→ **REQUIREMENT**: Output every line of the material exactly.

DATA TO EXAMINE Start Marker

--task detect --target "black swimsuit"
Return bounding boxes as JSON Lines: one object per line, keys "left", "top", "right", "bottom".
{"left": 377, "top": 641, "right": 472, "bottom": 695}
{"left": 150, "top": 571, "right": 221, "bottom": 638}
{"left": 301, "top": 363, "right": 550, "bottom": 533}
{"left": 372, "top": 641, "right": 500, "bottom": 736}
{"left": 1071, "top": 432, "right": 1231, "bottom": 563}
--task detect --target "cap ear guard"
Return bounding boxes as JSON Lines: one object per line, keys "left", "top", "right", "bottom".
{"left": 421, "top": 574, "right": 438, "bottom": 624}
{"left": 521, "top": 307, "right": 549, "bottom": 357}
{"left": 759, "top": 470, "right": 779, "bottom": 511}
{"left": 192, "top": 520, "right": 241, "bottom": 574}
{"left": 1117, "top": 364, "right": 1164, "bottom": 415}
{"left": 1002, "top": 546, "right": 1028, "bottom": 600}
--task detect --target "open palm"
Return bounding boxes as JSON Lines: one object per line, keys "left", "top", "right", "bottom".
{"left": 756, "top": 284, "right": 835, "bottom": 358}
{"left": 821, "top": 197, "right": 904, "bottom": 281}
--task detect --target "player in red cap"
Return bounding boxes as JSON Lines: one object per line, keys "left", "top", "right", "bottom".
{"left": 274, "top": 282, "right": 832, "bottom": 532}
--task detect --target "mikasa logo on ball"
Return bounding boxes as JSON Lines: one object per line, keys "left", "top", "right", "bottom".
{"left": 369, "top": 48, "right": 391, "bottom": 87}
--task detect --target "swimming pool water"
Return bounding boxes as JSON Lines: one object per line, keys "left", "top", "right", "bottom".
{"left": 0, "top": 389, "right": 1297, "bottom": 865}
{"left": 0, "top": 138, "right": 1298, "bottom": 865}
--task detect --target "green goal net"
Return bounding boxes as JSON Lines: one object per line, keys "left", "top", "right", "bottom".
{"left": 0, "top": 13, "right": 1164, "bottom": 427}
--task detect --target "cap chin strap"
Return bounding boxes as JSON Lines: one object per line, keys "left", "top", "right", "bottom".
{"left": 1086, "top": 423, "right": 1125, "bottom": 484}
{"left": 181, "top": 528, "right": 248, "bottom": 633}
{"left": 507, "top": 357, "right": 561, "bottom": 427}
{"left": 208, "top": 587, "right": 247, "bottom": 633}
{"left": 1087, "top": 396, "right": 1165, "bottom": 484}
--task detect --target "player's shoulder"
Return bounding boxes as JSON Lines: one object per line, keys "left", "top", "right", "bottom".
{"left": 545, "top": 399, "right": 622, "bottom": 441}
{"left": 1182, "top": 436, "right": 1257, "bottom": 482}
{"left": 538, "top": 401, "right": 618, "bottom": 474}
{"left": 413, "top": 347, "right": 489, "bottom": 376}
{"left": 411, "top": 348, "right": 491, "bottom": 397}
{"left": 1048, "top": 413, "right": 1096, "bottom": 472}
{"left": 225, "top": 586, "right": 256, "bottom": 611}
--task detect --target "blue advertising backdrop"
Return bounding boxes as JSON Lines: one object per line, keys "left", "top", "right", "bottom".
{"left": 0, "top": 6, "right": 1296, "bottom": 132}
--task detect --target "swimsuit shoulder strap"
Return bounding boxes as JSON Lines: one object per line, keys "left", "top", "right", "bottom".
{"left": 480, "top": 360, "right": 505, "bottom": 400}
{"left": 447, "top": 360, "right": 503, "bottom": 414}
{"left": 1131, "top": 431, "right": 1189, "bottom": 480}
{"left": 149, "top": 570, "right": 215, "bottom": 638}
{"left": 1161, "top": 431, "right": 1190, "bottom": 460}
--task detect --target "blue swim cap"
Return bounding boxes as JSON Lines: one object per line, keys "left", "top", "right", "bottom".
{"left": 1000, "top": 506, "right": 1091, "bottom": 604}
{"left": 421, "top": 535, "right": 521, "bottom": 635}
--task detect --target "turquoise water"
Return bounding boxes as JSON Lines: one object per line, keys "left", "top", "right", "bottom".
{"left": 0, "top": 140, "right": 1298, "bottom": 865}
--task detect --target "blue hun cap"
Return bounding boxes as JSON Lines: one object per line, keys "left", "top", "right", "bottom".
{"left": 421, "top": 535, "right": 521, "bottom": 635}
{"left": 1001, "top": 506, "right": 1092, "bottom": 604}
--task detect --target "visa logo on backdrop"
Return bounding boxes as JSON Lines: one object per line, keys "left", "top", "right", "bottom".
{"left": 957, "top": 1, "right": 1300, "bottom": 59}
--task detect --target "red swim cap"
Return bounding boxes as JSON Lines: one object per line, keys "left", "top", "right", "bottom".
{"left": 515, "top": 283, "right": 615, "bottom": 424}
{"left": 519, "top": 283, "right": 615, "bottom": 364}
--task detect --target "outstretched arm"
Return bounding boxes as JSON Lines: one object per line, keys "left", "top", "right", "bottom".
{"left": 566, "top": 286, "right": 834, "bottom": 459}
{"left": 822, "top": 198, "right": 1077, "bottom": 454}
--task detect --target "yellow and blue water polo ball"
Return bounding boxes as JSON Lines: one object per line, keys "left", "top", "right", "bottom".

DATA TO EXAMINE End Marker

→ **TASK OUTPUT**:
--task detect --target "black swimsuit"
Return bounding boxes as JSON Lines: one object per line, keys "left", "top", "right", "bottom".
{"left": 377, "top": 641, "right": 472, "bottom": 695}
{"left": 150, "top": 571, "right": 221, "bottom": 638}
{"left": 301, "top": 363, "right": 550, "bottom": 533}
{"left": 372, "top": 641, "right": 500, "bottom": 736}
{"left": 1071, "top": 432, "right": 1231, "bottom": 563}
--task detect --target "cap ear guard"
Return bounding boxes as JSON Lines: one object per line, keys "left", "top", "right", "bottom".
{"left": 421, "top": 574, "right": 438, "bottom": 624}
{"left": 521, "top": 307, "right": 549, "bottom": 357}
{"left": 759, "top": 470, "right": 779, "bottom": 511}
{"left": 192, "top": 520, "right": 241, "bottom": 574}
{"left": 1117, "top": 364, "right": 1164, "bottom": 415}
{"left": 1002, "top": 546, "right": 1028, "bottom": 600}
--task detect --target "open palm"
Return bounding boxes as JSON Lines: one object per line, keys "left", "top", "right", "bottom".
{"left": 756, "top": 284, "right": 835, "bottom": 358}
{"left": 821, "top": 197, "right": 904, "bottom": 281}
--task detect --target "player in red cap"
Return bounding boxes as JSON Lines: one object per line, keys "left", "top", "right", "bottom".
{"left": 274, "top": 282, "right": 832, "bottom": 532}
--task detect --target "mikasa logo on ball"
Return bounding boxes as JSON Lines: one object per line, keys "left", "top", "right", "bottom".
{"left": 369, "top": 48, "right": 391, "bottom": 87}
--task detect --target "swimming pool water"
Return bounding boxes as JSON Lines: one object per line, keys "left", "top", "right", "bottom".
{"left": 0, "top": 389, "right": 1297, "bottom": 865}
{"left": 0, "top": 138, "right": 1298, "bottom": 865}
--task detect --target "green goal net"
Return bounding boxes as JSON Lines: one object per line, keys "left", "top", "right", "bottom".
{"left": 0, "top": 13, "right": 1164, "bottom": 427}
--task detect --target "cap chin strap"
Return bounding boxes as JSON Lines: one object per line, keys "left", "top", "right", "bottom".
{"left": 1086, "top": 423, "right": 1125, "bottom": 484}
{"left": 181, "top": 528, "right": 248, "bottom": 633}
{"left": 507, "top": 357, "right": 561, "bottom": 427}
{"left": 208, "top": 587, "right": 247, "bottom": 633}
{"left": 1087, "top": 396, "right": 1165, "bottom": 484}
--task detect --target "player's shoulder"
Return bounding boxes as JSON Lines: one object per line, keys "left", "top", "right", "bottom".
{"left": 545, "top": 399, "right": 622, "bottom": 441}
{"left": 1182, "top": 436, "right": 1257, "bottom": 482}
{"left": 538, "top": 401, "right": 618, "bottom": 474}
{"left": 413, "top": 347, "right": 489, "bottom": 376}
{"left": 411, "top": 348, "right": 491, "bottom": 397}
{"left": 1048, "top": 413, "right": 1096, "bottom": 472}
{"left": 225, "top": 586, "right": 256, "bottom": 611}
--task detect --target "blue advertising backdrop"
Return bounding boxes as JSON Lines: one object per line, keys "left", "top", "right", "bottom".
{"left": 0, "top": 6, "right": 1296, "bottom": 132}
--task detect --target "swimsuit shoulder strap"
Return bounding boxes as JSON Lines: one object per line, keys "left", "top", "right", "bottom".
{"left": 480, "top": 360, "right": 505, "bottom": 400}
{"left": 447, "top": 360, "right": 503, "bottom": 414}
{"left": 1131, "top": 431, "right": 1189, "bottom": 480}
{"left": 149, "top": 570, "right": 215, "bottom": 638}
{"left": 1161, "top": 431, "right": 1190, "bottom": 460}
--task detect --target "blue swim cap"
Return bounding boxes as JSON Lines: one object per line, keys "left", "top", "right", "bottom".
{"left": 1000, "top": 506, "right": 1091, "bottom": 604}
{"left": 421, "top": 535, "right": 521, "bottom": 635}
--task detect --target "turquoise water"
Return bounding boxes as JSON Lines: one object per line, keys "left", "top", "right", "bottom".
{"left": 0, "top": 140, "right": 1298, "bottom": 865}
--task detect --target "blue hun cap"
Return bounding boxes as JSON Lines: one object per line, keys "left", "top", "right", "bottom".
{"left": 421, "top": 535, "right": 521, "bottom": 635}
{"left": 1001, "top": 506, "right": 1092, "bottom": 604}
--task detect --target "visa logo on backdrop"
Return bounding boxes as JSON Lines: one object per line, keys "left", "top", "right", "bottom".
{"left": 957, "top": 1, "right": 1300, "bottom": 59}
--task detect --target "red swim cap"
Return bounding boxes as JSON Lines: one object per line, keys "left", "top", "right", "bottom".
{"left": 515, "top": 283, "right": 615, "bottom": 424}
{"left": 519, "top": 283, "right": 615, "bottom": 364}
--task detect --target "outstretched arm"
Return bounding boxes as JSON Lines: one object per line, keys "left", "top", "right", "bottom".
{"left": 566, "top": 286, "right": 834, "bottom": 459}
{"left": 822, "top": 198, "right": 1077, "bottom": 454}
--task detect --target "yellow and blue water polo ball"
Return bounding boxes as JSON Lines: one object per line, keys "left", "top", "right", "bottom".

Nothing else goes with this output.